List every line in the rows below that contains the string "bush".

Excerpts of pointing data
— begin —

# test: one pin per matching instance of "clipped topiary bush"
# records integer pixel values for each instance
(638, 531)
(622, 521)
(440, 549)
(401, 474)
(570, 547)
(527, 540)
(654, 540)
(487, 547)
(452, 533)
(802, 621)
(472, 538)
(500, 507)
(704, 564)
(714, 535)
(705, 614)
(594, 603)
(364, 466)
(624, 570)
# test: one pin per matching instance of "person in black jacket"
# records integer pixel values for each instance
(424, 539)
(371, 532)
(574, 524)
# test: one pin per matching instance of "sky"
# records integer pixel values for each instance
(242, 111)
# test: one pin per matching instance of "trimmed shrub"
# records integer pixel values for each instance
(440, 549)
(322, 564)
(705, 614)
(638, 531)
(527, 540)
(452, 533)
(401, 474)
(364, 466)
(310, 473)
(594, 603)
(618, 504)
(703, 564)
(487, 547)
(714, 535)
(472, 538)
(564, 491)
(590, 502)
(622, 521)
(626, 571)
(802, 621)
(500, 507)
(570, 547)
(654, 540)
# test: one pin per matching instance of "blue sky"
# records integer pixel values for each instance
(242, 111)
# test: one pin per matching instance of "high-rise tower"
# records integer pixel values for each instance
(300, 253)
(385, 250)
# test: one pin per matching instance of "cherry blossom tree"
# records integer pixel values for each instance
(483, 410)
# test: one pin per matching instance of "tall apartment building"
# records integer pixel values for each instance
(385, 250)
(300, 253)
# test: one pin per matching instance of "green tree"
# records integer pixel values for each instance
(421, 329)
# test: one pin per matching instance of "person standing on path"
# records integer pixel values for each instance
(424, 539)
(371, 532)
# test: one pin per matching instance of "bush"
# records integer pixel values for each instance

— end —
— begin —

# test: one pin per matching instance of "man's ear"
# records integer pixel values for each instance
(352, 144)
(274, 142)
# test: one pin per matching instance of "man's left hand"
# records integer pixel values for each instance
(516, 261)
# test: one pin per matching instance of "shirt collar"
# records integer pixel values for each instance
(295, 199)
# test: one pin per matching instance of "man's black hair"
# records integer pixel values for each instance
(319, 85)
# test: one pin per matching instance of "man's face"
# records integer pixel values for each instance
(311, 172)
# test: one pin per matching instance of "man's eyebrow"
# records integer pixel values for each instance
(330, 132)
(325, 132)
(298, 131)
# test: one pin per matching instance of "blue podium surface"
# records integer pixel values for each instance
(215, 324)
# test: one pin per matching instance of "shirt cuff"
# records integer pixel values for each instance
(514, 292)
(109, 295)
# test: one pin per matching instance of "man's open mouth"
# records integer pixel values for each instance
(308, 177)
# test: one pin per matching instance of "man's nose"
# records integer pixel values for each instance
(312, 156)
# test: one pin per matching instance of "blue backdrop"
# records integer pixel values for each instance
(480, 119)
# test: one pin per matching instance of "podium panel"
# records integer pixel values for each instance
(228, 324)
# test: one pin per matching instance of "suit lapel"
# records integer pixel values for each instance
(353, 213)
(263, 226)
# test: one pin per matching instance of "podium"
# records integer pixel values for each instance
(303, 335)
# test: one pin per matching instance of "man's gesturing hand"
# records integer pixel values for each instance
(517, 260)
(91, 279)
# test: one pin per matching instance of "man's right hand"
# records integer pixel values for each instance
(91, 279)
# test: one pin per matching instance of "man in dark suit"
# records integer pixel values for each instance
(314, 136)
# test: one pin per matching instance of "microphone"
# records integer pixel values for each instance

— end —

SOLUTION TO THE PROBLEM:
# test: one pin per matching instance of "clipped topiary bush"
# test: one pin per matching instance of "bush"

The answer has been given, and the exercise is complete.